[Data records]
○ ○ ○ ○ ○
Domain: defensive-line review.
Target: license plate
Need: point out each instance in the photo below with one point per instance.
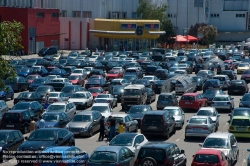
(152, 127)
(241, 128)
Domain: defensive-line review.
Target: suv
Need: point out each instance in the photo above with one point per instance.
(68, 107)
(225, 141)
(161, 153)
(158, 123)
(17, 119)
(47, 51)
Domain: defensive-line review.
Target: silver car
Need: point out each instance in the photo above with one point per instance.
(178, 115)
(199, 126)
(225, 142)
(85, 123)
(223, 102)
(211, 112)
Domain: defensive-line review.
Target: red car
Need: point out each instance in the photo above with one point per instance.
(209, 157)
(192, 101)
(113, 74)
(76, 80)
(95, 91)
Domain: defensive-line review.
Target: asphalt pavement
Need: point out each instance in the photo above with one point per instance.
(190, 146)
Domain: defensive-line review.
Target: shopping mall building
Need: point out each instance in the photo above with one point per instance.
(77, 24)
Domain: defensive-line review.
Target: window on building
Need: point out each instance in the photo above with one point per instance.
(63, 13)
(87, 14)
(76, 14)
(55, 15)
(39, 14)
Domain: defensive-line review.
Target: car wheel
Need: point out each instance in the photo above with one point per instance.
(149, 161)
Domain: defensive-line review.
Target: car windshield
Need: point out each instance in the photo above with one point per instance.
(79, 95)
(82, 118)
(21, 106)
(206, 158)
(206, 113)
(220, 99)
(173, 112)
(216, 143)
(121, 141)
(42, 135)
(198, 120)
(131, 92)
(3, 138)
(240, 122)
(103, 157)
(56, 108)
(101, 109)
(50, 118)
(94, 90)
(102, 96)
(24, 95)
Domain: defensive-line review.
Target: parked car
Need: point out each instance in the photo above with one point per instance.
(85, 123)
(42, 139)
(28, 96)
(153, 123)
(192, 101)
(204, 156)
(158, 154)
(166, 99)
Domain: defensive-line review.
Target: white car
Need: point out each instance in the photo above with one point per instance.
(82, 99)
(103, 108)
(133, 141)
(106, 98)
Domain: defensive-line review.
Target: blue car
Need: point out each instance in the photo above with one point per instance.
(25, 72)
(68, 155)
(111, 156)
(58, 71)
(6, 93)
(38, 82)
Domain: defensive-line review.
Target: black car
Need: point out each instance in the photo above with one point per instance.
(231, 74)
(150, 95)
(28, 96)
(33, 106)
(245, 100)
(137, 112)
(154, 123)
(40, 140)
(161, 153)
(146, 83)
(10, 140)
(47, 51)
(238, 86)
(161, 74)
(18, 120)
(211, 93)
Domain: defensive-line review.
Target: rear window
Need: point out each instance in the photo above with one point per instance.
(240, 122)
(157, 154)
(13, 117)
(206, 158)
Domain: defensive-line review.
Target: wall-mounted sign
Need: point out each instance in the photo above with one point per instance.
(128, 26)
(151, 26)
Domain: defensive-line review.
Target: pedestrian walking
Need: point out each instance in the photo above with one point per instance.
(102, 129)
(32, 125)
(112, 124)
(41, 122)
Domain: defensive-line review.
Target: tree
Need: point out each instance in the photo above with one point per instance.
(10, 39)
(150, 11)
(209, 34)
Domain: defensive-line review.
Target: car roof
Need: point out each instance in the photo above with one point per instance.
(108, 148)
(219, 135)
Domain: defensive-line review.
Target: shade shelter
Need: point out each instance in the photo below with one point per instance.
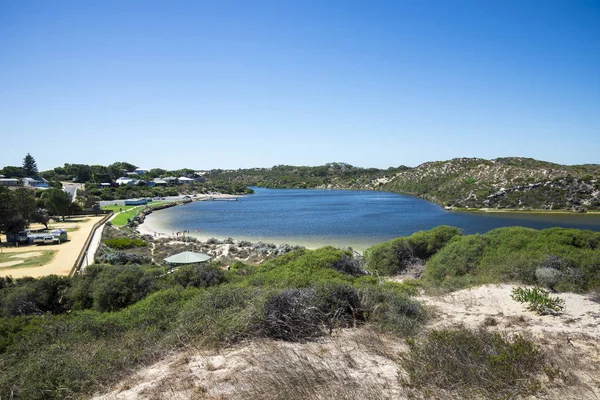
(187, 257)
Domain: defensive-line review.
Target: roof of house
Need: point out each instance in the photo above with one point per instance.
(187, 257)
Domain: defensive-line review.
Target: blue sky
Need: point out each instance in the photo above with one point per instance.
(235, 84)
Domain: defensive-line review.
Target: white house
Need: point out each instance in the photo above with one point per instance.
(126, 181)
(9, 182)
(39, 183)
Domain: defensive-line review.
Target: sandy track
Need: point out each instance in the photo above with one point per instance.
(66, 253)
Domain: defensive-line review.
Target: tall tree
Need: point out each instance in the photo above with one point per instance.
(13, 172)
(24, 202)
(56, 201)
(29, 166)
(10, 219)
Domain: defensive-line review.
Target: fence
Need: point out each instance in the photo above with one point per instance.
(86, 245)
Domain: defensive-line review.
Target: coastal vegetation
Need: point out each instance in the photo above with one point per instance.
(126, 316)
○ ○ ○ ○ ○
*Goal*
Every record above should come back exactly, but without its pictures.

*Written response*
Domain: defensive-line review.
Target: license plate
Need: point out each instance in the photo below with one point per instance.
(152, 127)
(241, 128)
Domain: defensive-line review.
Target: suv
Need: point out each instance in the photo above with one point per instance.
(68, 107)
(225, 141)
(161, 153)
(158, 123)
(17, 119)
(47, 51)
Domain: defensive-line review.
Target: silver car
Need: point out each instance in the photo above with one point per instance.
(178, 115)
(199, 126)
(225, 142)
(85, 123)
(223, 102)
(211, 112)
Domain: defensive-line review.
Target: red car
Need: point out each instance in the photo above with one point per instance.
(209, 157)
(192, 101)
(113, 74)
(76, 80)
(95, 91)
Domain: defensive-line review.
Target: asphalt pavement
Need: point out each instance in the photo above with one point per instance.
(190, 146)
Domain: defensive-line review.
Target: shopping mall building
Need: point out each instance in the photo above with one point per instance.
(77, 24)
Domain: defensive-line review.
Target: window on building
Need: point out each instance in the photo above with one point per instance.
(63, 13)
(87, 14)
(76, 14)
(55, 15)
(39, 14)
Domain: defensive-line review.
Target: car wheel
Need: point out each instance in the photo above with one point per instance.
(149, 161)
Domain: defensive-line review.
Target: car windshield
Need: point out each instance in the photo above with one point per instance.
(79, 95)
(82, 118)
(21, 106)
(206, 158)
(206, 113)
(220, 99)
(173, 112)
(216, 143)
(121, 141)
(42, 135)
(198, 120)
(131, 92)
(3, 138)
(240, 122)
(103, 157)
(56, 108)
(101, 109)
(50, 118)
(94, 90)
(102, 96)
(24, 95)
Domain: defensive-line review.
Target: parked car
Need: point out each instance in the photo above with one point per instance.
(85, 123)
(42, 139)
(28, 96)
(153, 123)
(192, 101)
(204, 156)
(158, 154)
(166, 99)
Domain: defensive-line review.
Target: white car
Need: point out each instance in the photo above with one point per instance.
(82, 99)
(103, 108)
(133, 141)
(106, 98)
Domain: defensive-line review.
Target: blue car
Need: point out each instance in the photo above with one point per instance.
(25, 72)
(68, 155)
(111, 156)
(58, 71)
(6, 93)
(38, 82)
Domain: defensive-line review.
Target: black car
Need: point out each instance in the photo above with one point per instance.
(231, 74)
(150, 95)
(28, 96)
(33, 106)
(245, 100)
(137, 112)
(154, 123)
(40, 140)
(161, 153)
(146, 83)
(10, 140)
(47, 51)
(238, 86)
(161, 74)
(18, 120)
(211, 93)
Domain: defensive-line review.
Target: rear window
Need: point out each instance in the photo above with one point per instance.
(240, 122)
(157, 154)
(13, 117)
(206, 158)
Domain: defensive-line review.
Target: wall-mounted sign
Need: point out each instance in the photo above with one point per instance.
(128, 26)
(151, 26)
Domain: defensive-line review.
Target: pedestrian walking
Need: point out each instance in the photo above with one point per instance.
(102, 129)
(32, 125)
(112, 124)
(41, 122)
Domain: defensive-line review.
Target: tree
Need: point out each instance in the photo above with one point per instance.
(10, 39)
(150, 11)
(209, 34)
Domain: defensive-line review.
Target: car roof
Need: point out each instance in the photo above with one point per instance.
(108, 148)
(219, 135)
Domain: defensive-line review.
Target: shade shelter
Need: point out each instance in the photo below with one point per instance.
(187, 257)
Domain: defensive-line review.
Target: roof of house
Need: point out each instance in the photo above with one point per instance.
(187, 257)
Domain: defensive-line review.
Target: blue sky
Need: point out each instance in the photo above with one point per instance.
(235, 84)
Domain: defensive-line review.
Target: white house
Need: point out each instance in the photo above with one point per instance.
(126, 181)
(9, 182)
(39, 183)
Domain: defensive-line review.
Target: sandy track
Need: point out each instance in the photo above with one point per instance.
(66, 253)
Domain: defensive-line review.
Target: tall tree
Need: point out each instance in the photo above with one point per instance.
(13, 172)
(24, 202)
(56, 201)
(29, 166)
(10, 219)
Domain: defensive-line review.
Target: fence
Need: point out each instance in the photo above with one point per instance.
(86, 245)
Domain: defensive-line review.
Target: coastal vegetation
Need: point out each instance in the photo above with one point per instance.
(126, 316)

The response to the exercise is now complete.